◆ MATERIAL ◆
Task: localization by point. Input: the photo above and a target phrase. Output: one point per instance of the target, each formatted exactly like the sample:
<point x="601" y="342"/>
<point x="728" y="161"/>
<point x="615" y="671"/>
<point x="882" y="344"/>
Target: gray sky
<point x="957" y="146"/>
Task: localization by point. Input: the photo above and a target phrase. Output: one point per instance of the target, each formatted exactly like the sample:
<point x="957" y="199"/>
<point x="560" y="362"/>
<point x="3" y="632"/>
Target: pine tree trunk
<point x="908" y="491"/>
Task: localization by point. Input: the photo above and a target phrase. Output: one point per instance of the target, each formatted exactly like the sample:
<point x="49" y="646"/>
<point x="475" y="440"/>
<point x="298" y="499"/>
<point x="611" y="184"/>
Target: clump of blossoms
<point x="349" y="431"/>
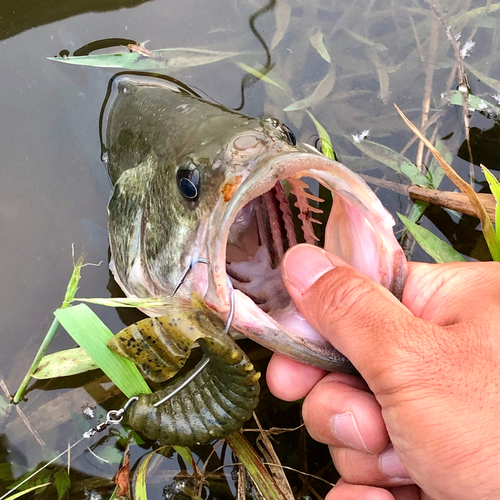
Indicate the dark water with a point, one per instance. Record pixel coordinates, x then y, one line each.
54 189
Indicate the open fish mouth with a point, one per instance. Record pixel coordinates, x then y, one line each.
251 233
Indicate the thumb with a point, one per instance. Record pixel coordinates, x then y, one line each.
359 317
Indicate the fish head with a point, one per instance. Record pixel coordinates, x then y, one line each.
213 199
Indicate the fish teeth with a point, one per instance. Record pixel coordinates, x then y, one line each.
298 190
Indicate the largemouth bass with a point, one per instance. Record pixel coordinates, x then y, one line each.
200 187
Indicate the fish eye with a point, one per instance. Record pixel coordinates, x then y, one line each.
188 183
290 135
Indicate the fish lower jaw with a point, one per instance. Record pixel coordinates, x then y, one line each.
288 333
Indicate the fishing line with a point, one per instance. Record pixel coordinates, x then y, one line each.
200 368
113 417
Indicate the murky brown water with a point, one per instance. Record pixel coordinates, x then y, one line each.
54 188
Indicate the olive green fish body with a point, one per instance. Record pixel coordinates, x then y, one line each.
201 188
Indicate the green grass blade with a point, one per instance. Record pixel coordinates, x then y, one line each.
393 160
258 74
253 464
92 334
495 190
474 102
64 363
142 471
439 250
24 492
68 297
326 143
325 86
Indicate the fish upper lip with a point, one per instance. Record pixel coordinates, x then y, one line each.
262 179
345 184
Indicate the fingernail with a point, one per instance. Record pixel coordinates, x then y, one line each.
305 264
391 466
346 430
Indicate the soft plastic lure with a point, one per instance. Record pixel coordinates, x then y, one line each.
215 403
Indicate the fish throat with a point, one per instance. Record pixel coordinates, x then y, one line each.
262 232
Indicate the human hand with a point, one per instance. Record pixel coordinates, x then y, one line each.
423 424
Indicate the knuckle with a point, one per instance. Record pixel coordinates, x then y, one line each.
341 292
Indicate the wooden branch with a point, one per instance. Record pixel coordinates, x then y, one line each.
453 201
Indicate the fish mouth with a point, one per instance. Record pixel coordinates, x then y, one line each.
256 227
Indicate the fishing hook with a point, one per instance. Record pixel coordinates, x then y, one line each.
113 417
203 365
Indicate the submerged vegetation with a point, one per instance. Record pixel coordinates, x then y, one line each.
334 73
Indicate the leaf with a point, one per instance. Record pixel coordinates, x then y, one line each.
495 190
487 226
140 481
320 92
418 210
436 173
64 363
474 102
92 335
24 492
494 84
74 281
122 477
282 13
439 250
362 39
393 160
326 143
113 495
161 59
318 42
258 74
253 464
461 20
188 458
62 482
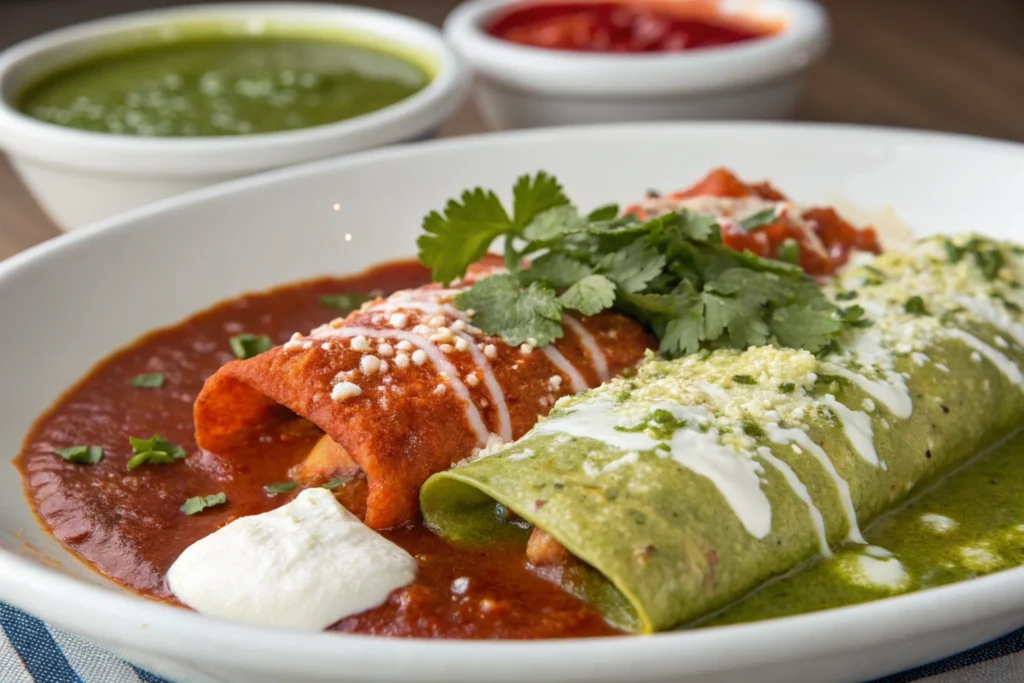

◆ PROBLEM TO SOLVE ◆
Copy all of the data above line for line, leaving out the pictures.

◆ FINISHED ANSWER ◆
Task: localization by point. Input: the photo above and a target phrase. Output: one point per instance of the target, each formatted exactly like the sample:
<point x="601" y="342"/>
<point x="728" y="161"/>
<point x="615" y="671"/>
<point x="882" y="344"/>
Target: gray sky
<point x="957" y="146"/>
Task: localization by point. Input: the photo above and a target phrase. Output: one point per instance of the target, each formatted exactly like the sample:
<point x="957" y="199"/>
<point x="560" y="362"/>
<point x="3" y="632"/>
Target: pine tree trunk
<point x="908" y="491"/>
Task: localization by point. Input: the photo above and a target phrase. Output: one point per instance of the target, each formatted exactly like the sample:
<point x="49" y="646"/>
<point x="475" y="440"/>
<point x="298" y="499"/>
<point x="611" y="184"/>
Target: clump of blossoms
<point x="349" y="431"/>
Indicate the dark water with a point, one per instance. Record pixel coordinates, x then y, one line each.
54 189
Indicate the open fish mouth with a point, one per instance. Record pixel coordinates, x then y, one line each.
251 233
Indicate the thumb with a point, one per instance. Record pixel coordinates, x then y, one line each.
359 317
Indicate the fish head with a point, one per instance. Record pixel coordinates, x then y, one line each.
213 199
Indicate the fish teeth with a point, one per instance. Record pixel coordinates, x then y, one line each.
298 190
Indicate the largemouth bass with a point, one per instance. Record pixel coordinates, x then y, one line each.
200 187
Indicate the fish eye with a point, one per instance. Record pixel coordinates, x then y, one line each.
188 183
290 135
Indicate the fish lower jaw with a point, one per instance. Record pixel coordinates, x then y, one line each.
288 333
Indicate the fishing line with a point, one per instance. Record pixel coordinates, x then y, one line each.
200 368
113 417
Indicate the murky brown water with a point, one per instance. Record pixel coordinates, x then y, one line each.
54 188
Indicate the olive green fish body with a point, one per instance. Record pixel coordinates, x then y, one line each.
201 188
Indicate the green grass blade with a point, one per instance. Record pixel coordinates, x then y, one line each.
393 160
258 74
253 464
92 334
495 190
474 102
64 363
142 471
439 250
24 492
68 297
326 143
325 86
Indicate the fish upper lip with a point, one per instance. Record pixel coordinates, x then y, one line each.
262 179
345 184
Indicate the fingernail with a point, one per instance. Record pixel coordinates, x then y, one line each.
305 264
391 466
346 430
Indicate the soft plastic lure with a point, one per instance. Record pixel coordinates, x then y, one line each.
215 403
Indicate the fish throat with a point, one per instance. Record pixel coordinates, x then y, one line each.
262 232
Indicate the human hand with a point, one per instance. Record pixel coordinates, x then y, one line each.
423 424
Indicate the knuckle with a point, one per instance. Record pixel coordinates, x then y, one line each.
341 292
Indicate the wooden branch with a point, one per instance. Record pixel coordinates, x then y, one line each.
453 201
Indicate the fish mouth with a point, one per instance. Record pixel coordinates, x then y, one line each.
256 227
Indicate the fishing hook with a point, one per instance. Record pixel coordinates, x then y, one line each.
113 417
203 365
Indicate the submerged vegetation with a point, one per instance. Record pixel coordinates, x then y, one line each.
334 73
Indicate the leaf with a point, one per instance. Record pixel coordinates, x then y, one line each.
495 190
487 226
140 481
320 92
418 210
436 173
64 363
474 102
92 335
24 492
494 84
74 281
122 477
282 13
439 250
362 39
393 160
326 143
113 495
161 59
318 42
258 74
253 464
461 20
188 458
62 482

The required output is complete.